• [Directions for this task] Copy the records below line for line, changing nothing, and leave out the pictures.

-*-

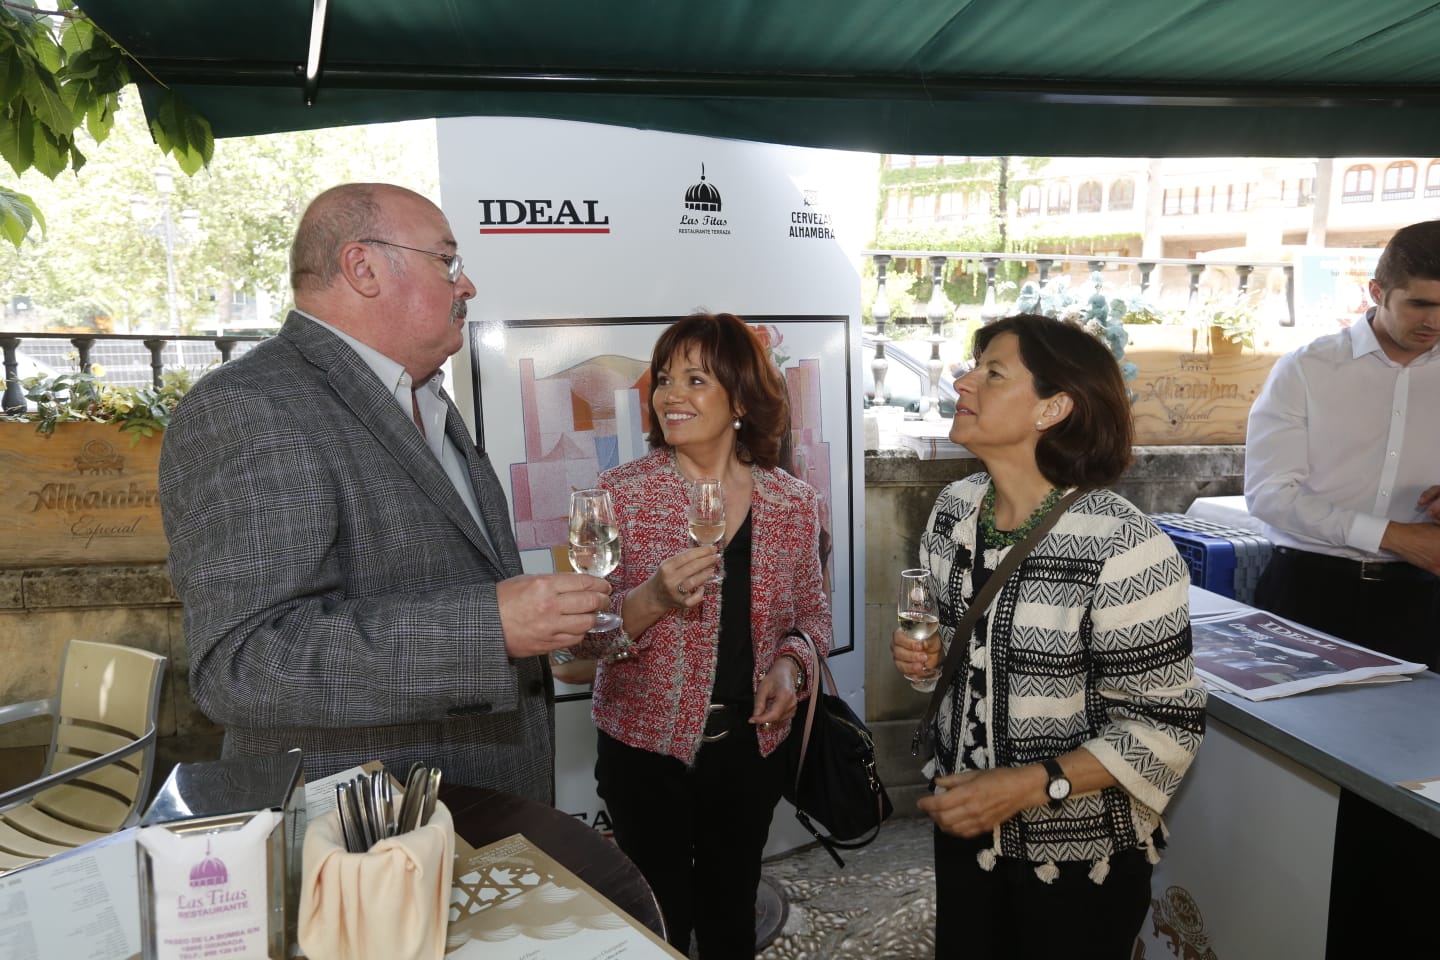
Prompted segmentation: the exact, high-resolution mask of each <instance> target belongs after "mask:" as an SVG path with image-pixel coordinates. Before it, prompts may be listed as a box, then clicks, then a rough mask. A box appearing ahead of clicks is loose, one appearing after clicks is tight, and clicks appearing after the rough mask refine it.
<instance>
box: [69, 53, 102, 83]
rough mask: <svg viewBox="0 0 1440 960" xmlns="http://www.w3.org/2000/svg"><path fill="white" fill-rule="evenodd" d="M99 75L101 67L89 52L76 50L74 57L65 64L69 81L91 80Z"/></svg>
mask: <svg viewBox="0 0 1440 960" xmlns="http://www.w3.org/2000/svg"><path fill="white" fill-rule="evenodd" d="M96 73H99V65H98V63H96V62H95V58H94V56H91V52H89V50H76V52H75V55H73V56H71V59H69V60H66V63H65V72H63V75H65V78H66V79H68V81H69V79H89V78H92V76H95V75H96Z"/></svg>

-*-

• [Task solution]
Prompted segmentation: the exact, high-resolution mask of each <instance> target belongs after "mask:" as an SVG path with image-pixel coordinates. Before it, prompts may be listed as a box, then clicks, then a rough mask. A box appearing ahead of clicks is loose, one appearing after clicks is tight, and clicks appearing after the rough mask refine it.
<instance>
box: [69, 53, 102, 83]
rough mask: <svg viewBox="0 0 1440 960" xmlns="http://www.w3.org/2000/svg"><path fill="white" fill-rule="evenodd" d="M99 75L101 67L89 52L76 50L74 57L65 64L69 81L91 80Z"/></svg>
mask: <svg viewBox="0 0 1440 960" xmlns="http://www.w3.org/2000/svg"><path fill="white" fill-rule="evenodd" d="M96 73H99V65H98V63H96V62H95V58H94V56H91V52H89V50H76V52H75V55H73V56H71V59H69V60H66V63H65V72H63V75H65V78H66V79H68V81H69V79H89V78H92V76H95V75H96Z"/></svg>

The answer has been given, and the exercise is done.